→ **SOURCE DOCUMENT**
ABSTRACT: Atrial fibrillation (AF) is a supraventricular tachyarrhythmia that can cause stroke/systemic embolism (SE), and therefore, anticoagulation may be indicated. Patients with chronic kidney disease (CKD) and end-stage renal disease (ESRD) may have greater risk for AF, stroke/SE, and bleeding, so the net benefit of anticoagulation is controversial. Evaluation of published data on oral anticoagulation in patients with CKD/ESRD shows that overall, warfarin has been associated with an increased risk for stroke and death, compared with no anticoagulation. Compared with warfarin users, apixaban users were shown to have significantly lower risk for stroke/SE, death, and major bleeding, but no difference was seen for efficacy outcomes when compared with no anticoagulation. The overall benefit-risk ratio must be carefully analyzed in this high-risk patient population, and the decision to anticoagulate must be conducted in a patient-specific manner.
US Pharm. 2021;45(3)36-40.
Atrial fibrillation (AF) is the most common sustained arrhythmia. It is a supraventricular tachyarrhythmia, involving uncoordinated atrial activation and, subsequently, ineffective atrial contraction. Given this, left atrial blood stasis may occur, particularly in the left atrial appendage, thereby leading to stroke/systemic embolism (SE).1,2 To decrease the risk for stroke/SE, anticoagulation is administered with warfarin and direct-acting oral anticoagulants (DOACs), such as apixaban, edoxaban, dabigatran, and rivaroxaban. Unlike warfarin, DOACs are limited for use in patients with nonvalvular AF only.
According to the American College of Cardiology (ACC) and American Heart Association (AHA), risk stratification with scoring criteria such as the CHA2DS2-VASc and HAS-BLED may be used to determine the risk for stroke and bleeding, respectively, when determining the risks versus benefits of anticoagulation for patients with AF.3 However, it is important that the identified risk factors for bleeding in HAS-BLED were primarily among warfarin users, so the criteria is not entirely applicable in DOAC users. Additionally, patients with end-stage renal disease (ESRD) undergoing dialysis were excluded in the generation and validation of these risk scores. They were also excluded from randomized controlled trials for DOACs. It is pivotal to note that patients with chronic kidney disease (CKD) and ESRD have significantly greater risk for AF, stroke/SE, and bleeding, given the pathophysiology and nature of the disease.2,4 Possible explanations for these risks include frequent heparin exposure, repeated vascular access, and abnormal blood coagulation, as well as calcification.

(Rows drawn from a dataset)
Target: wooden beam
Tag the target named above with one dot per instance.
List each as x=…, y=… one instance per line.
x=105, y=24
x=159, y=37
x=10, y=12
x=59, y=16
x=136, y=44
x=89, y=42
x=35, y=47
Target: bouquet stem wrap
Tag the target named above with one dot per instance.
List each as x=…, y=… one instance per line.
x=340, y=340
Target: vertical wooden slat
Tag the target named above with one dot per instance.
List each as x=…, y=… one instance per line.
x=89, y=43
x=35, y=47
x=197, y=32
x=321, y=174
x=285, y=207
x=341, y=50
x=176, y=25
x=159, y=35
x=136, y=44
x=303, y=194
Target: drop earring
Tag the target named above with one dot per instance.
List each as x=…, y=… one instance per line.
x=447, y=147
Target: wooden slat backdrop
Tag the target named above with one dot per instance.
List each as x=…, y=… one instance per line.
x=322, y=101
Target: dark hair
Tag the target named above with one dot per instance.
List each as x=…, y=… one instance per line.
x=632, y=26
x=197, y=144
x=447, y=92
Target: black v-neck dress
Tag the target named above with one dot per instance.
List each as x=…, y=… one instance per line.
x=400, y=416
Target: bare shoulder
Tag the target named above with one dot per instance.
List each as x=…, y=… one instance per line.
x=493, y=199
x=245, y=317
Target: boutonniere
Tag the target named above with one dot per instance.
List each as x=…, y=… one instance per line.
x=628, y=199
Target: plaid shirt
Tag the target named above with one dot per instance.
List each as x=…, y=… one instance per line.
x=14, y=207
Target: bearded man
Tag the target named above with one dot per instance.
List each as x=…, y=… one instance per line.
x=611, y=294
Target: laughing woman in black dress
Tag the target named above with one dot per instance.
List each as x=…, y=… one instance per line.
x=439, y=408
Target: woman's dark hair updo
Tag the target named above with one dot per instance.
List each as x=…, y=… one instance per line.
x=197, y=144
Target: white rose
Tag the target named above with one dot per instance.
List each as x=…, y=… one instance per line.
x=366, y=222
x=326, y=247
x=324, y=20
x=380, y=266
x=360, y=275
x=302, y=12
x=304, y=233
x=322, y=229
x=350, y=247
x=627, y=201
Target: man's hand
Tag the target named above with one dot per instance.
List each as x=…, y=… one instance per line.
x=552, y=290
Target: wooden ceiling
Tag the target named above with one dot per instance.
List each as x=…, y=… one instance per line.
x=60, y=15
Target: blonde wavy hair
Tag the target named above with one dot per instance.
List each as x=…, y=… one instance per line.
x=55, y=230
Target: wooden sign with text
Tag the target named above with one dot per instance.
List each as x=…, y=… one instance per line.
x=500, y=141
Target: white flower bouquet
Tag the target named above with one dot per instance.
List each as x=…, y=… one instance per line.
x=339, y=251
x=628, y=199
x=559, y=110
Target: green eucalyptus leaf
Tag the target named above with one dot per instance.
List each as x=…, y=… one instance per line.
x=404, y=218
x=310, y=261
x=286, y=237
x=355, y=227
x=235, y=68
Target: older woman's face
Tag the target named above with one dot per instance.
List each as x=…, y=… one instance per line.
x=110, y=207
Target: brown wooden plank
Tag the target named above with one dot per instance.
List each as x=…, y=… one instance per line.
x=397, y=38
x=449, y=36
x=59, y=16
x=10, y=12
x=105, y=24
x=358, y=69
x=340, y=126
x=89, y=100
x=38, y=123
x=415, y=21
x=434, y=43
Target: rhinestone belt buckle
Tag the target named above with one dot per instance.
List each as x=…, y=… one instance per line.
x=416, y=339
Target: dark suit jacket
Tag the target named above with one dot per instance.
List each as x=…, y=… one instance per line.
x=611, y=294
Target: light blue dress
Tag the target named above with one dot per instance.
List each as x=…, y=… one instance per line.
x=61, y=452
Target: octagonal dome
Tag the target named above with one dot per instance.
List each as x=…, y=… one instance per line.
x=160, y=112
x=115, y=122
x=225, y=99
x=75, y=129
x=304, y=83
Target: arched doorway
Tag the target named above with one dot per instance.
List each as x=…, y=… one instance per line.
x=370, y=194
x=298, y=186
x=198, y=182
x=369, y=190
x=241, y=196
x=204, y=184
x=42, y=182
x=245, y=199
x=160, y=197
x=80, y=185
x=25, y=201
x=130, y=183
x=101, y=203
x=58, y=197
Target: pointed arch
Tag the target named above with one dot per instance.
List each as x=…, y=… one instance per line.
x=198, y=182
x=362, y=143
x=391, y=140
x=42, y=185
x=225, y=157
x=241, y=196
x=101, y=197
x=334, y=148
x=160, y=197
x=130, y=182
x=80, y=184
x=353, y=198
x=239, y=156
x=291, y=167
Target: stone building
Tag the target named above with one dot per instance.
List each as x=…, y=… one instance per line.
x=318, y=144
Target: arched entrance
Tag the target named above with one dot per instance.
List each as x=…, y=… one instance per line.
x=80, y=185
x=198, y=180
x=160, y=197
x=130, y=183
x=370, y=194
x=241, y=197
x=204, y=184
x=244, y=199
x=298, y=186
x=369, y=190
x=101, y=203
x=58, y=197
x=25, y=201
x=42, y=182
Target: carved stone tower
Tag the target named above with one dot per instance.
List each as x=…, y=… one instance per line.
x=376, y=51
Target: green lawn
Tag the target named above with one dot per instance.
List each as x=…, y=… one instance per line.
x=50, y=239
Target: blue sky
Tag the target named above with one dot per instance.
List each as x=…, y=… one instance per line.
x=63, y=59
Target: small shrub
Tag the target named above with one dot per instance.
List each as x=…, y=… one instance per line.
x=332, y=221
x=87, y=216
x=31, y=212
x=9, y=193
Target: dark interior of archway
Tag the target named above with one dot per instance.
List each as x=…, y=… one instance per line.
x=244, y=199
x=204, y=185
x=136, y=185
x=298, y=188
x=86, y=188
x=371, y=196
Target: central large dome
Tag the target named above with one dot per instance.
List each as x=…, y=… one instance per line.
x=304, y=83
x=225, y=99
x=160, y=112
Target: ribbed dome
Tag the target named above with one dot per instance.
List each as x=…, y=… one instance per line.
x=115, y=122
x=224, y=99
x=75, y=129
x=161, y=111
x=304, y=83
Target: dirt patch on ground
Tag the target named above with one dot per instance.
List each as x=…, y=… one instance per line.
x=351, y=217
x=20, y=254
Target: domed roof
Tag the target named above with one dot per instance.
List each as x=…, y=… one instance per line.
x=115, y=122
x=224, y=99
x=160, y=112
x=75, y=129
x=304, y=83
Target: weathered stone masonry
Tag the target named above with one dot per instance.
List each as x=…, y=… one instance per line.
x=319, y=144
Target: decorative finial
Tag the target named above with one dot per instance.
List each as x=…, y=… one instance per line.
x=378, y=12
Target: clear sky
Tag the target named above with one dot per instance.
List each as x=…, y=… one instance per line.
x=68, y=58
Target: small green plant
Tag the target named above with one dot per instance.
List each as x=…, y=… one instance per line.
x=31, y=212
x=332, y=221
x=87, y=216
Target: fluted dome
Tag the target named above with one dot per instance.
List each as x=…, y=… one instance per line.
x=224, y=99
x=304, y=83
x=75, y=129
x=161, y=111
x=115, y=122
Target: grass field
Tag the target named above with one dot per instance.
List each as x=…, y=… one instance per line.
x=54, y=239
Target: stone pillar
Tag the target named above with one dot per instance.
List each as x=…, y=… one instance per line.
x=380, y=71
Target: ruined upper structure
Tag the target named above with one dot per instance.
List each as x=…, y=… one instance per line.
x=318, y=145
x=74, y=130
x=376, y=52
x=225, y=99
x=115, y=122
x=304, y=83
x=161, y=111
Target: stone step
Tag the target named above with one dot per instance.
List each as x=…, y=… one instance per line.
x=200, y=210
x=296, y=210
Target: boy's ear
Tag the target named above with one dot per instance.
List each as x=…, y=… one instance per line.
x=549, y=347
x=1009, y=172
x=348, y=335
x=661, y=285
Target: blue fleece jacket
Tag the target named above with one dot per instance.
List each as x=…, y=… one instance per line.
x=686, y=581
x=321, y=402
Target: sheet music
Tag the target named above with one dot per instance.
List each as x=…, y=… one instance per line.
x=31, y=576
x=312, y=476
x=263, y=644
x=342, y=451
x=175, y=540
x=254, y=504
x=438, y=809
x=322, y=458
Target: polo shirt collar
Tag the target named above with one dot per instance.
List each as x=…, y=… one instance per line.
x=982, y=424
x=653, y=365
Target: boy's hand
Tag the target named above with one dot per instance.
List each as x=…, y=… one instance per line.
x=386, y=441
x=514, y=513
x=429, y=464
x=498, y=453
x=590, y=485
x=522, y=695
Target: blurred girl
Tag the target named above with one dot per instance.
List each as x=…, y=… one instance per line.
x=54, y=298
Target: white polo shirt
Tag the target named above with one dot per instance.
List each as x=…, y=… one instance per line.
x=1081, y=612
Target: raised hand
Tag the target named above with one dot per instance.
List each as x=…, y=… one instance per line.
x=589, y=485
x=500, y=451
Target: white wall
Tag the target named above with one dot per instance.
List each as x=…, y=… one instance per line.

→ **TASK ITEM A**
List each direct-acting oral anticoagulant that the article on anticoagulation in atrial fibrillation names as an example.
→ **TASK ITEM B**
Transcribe the portion of the article on anticoagulation in atrial fibrillation between "Atrial fibrillation (AF) is the" and "nonvalvular AF only.", inclusive.

→ **REPLY A**
Apixaban, edoxaban, dabigatran, rivaroxaban

→ **REPLY B**
Atrial fibrillation (AF) is the most common sustained arrhythmia. It is a supraventricular tachyarrhythmia, involving uncoordinated atrial activation and, subsequently, ineffective atrial contraction. Given this, left atrial blood stasis may occur, particularly in the left atrial appendage, thereby leading to stroke/systemic embolism (SE).1,2 To decrease the risk for stroke/SE, anticoagulation is administered with warfarin and direct-acting oral anticoagulants (DOACs), such as apixaban, edoxaban, dabigatran, and rivaroxaban. Unlike warfarin, DOACs are limited for use in patients with nonvalvular AF only.